== CHALLENGES ==
1) Translate this sentence from the polynomial spline text into Spanish: "In this paper, we propose the polynomial spline method to estimate a partial functional linear model."
2) Please continue the polynomial spline text, starting after its final sentence.

-- Begin TEXT SEGMENT --

Polynomial spline estimation for partial functional linear regression models

Abstract

Because of its orthogonality, interpretability and best representation, functional principal component analysis approach has been extensively used to estimate the slope function in the functional linear model. However, as a very popular smooth technique in nonparametric/semiparametric regression, polynomial spline method has received little attention in the functional data case. In this paper, we propose the polynomial spline method to estimate a partial functional linear model. Some asymptotic results are established, including asymptotic normality for the parameter vector and the global rate of convergence for the slope function. Finally, we evaluate the performance of our estimation method by some simulation studies.

Appendix

In the appendix, we give the proofs of the theorems and corollary in Sect. 3.

-- End TEXT SEGMENT --
-- Begin AVAILABLE DATA --

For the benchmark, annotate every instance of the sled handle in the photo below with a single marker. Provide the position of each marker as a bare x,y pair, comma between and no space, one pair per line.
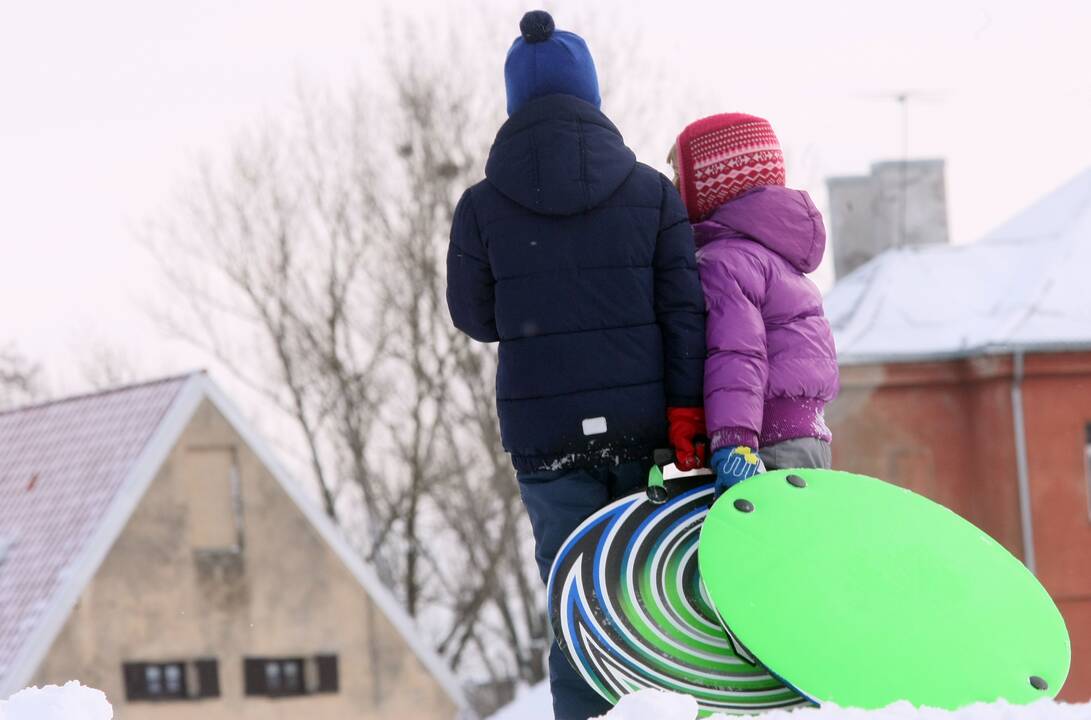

-- End AVAILABLE DATA --

== ANSWERS TO THE EXERCISE ==
1) En este artículo, proponemos el método de splines polinomiales para estimar un modelo lineal funcional parcial.

2)
Set \(B_{s}={K_n}^{1/2}N_{s}^{b}, s=1,\ldots , K_n\), where \(N_{s}^{b}\) are the normalized B-splines. From the Theorem 4.2 of Chapter 5 of DeVore and Lorentz (1993), we have that for any spline function \(\sum _{s=1}^{K_n} b_s B_{s}\), there are positive constants \(M_1\) and \(M_2\) such that

$$\begin{aligned} M_1\Vert b\Vert _2^2\le \int \left\{ \sum _{s=1}^{K_n} b_s B_{s}\right\} ^2\le M_2\Vert b\Vert _2^2, \end{aligned}$$

(7)

where \(\Vert \cdot \Vert _2\) is Euclidean norm. Let \(\Vert r\Vert _{\infty }=\sup \nolimits _{x\in [0,1]} |r(x)|\).

In order to prove the theorems, we need the following two lemmas.

Lemma 1

If conditions (C1) and (C2) hold, then we have

1. (i)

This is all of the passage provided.